| Extrait de page |
Art. 608. — N° 20. Le mot " accession" exprime, en français, l'idée de la réunion d'une chose à une autre, avec un caractère secondaire, accessoire, ou de dépendance.
Comme cette réunion ne peut toujours être détruite, soit parce que la nature physique s'y oppose, soit parce que la loi et l'intérêt général ne le permettent pas, l'accession devient alors, pour le propriétaire de la chose principale, un moyen d'acquérir la propriété de la chose accessoire (a). Si la séparation des deux choses est possible, naturellement et légalement, alors chacun des propriétaires garde la propriété de ce qui est à lui, et celui auquel appartient la chose accessoire peut la revendiquer en même temps qu'il en demande la séparation (b). C'est à raison de cette distinction, et de quelques autres, que le principe de l'acquisition n'est pas posé par notre article d'une manière absolue, mais avec des réserves.

[Annotations de contours]
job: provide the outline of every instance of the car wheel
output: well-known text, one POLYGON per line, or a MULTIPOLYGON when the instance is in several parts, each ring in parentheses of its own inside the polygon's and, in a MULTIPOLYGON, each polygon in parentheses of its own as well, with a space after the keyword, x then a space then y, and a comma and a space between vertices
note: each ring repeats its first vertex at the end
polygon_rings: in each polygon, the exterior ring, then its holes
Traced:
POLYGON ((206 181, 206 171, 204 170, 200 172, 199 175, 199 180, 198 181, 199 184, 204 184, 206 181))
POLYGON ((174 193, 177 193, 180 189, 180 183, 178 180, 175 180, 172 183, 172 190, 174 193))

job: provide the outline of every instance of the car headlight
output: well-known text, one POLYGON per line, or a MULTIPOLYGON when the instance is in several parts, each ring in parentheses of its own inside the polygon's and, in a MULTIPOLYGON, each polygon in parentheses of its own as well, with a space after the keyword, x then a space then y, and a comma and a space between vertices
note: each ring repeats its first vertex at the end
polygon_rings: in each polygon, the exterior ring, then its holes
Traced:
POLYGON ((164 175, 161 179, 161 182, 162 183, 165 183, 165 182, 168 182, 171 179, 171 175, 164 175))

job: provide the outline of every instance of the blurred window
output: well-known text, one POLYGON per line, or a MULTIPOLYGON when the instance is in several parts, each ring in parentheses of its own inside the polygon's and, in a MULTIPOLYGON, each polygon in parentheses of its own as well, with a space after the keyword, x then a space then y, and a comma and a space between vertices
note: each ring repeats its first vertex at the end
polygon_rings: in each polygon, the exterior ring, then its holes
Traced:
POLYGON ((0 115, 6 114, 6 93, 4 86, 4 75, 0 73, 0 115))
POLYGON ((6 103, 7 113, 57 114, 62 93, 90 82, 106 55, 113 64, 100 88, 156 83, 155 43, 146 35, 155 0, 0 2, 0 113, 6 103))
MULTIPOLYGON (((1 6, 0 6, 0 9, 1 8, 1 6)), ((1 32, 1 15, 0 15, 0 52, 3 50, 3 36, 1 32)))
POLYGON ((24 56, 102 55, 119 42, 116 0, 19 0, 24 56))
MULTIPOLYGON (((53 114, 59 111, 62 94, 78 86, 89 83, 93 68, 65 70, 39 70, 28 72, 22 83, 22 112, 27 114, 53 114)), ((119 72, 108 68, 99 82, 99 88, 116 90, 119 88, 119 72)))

| Exercices |
• a. Recopiez la liste en commençant à son début et en terminant à la ligne qui contient « POLYGON ((174 193, 177 », celle-ci comprise.
• b. Prolongez le texte consacré à l'accession au-delà de sa dernière phrase.

| Réponses ci-après |
• a.
job: provide the outline of every instance of the car wheel
output: well-known text, one POLYGON per line, or a MULTIPOLYGON when the instance is in several parts, each ring in parentheses of its own inside the polygon's and, in a MULTIPOLYGON, each polygon in parentheses of its own as well, with a space after the keyword, x then a space then y, and a comma and a space between vertices
note: each ring repeats its first vertex at the end
polygon_rings: in each polygon, the exterior ring, then its holes
Traced:
POLYGON ((206 181, 206 171, 204 170, 200 172, 199 175, 199 180, 198 181, 199 184, 204 184, 206 181))
POLYGON ((174 193, 177 193, 180 189, 180 183, 178 180, 175 180, 172 183, 172 190, 174 193))

• b.
Il va de soi que celui qui acquiert la chose d'autrui par accession doit indemniser celui auquel elle appartenait: la loi en fait également la réserve.
21. Le Code français (art. 546 et 54.7) et les législations qui l'ont imité donnent, comme première application de l'accession, l'acquisition des fruits et produits par le propriétaire de la chose.
Le Projet ne reproduit pas cette idée qui est manifestement erronée: les fruits et produits appartiennent certainement au propriétaire (en supposant, bien entendu, que la chose ne soit ni louée ni grevée d'un usufruit en faveur d'un tiers); mais ce n'est pas par accession, ni par aucun mode spécial d'acquisition, c'est par l'effet direct du droit de propriété qui se compose c1c trois attributs dont l'un est le droit de jouir (art. 31), c'est-à-dire de prendre les fruits.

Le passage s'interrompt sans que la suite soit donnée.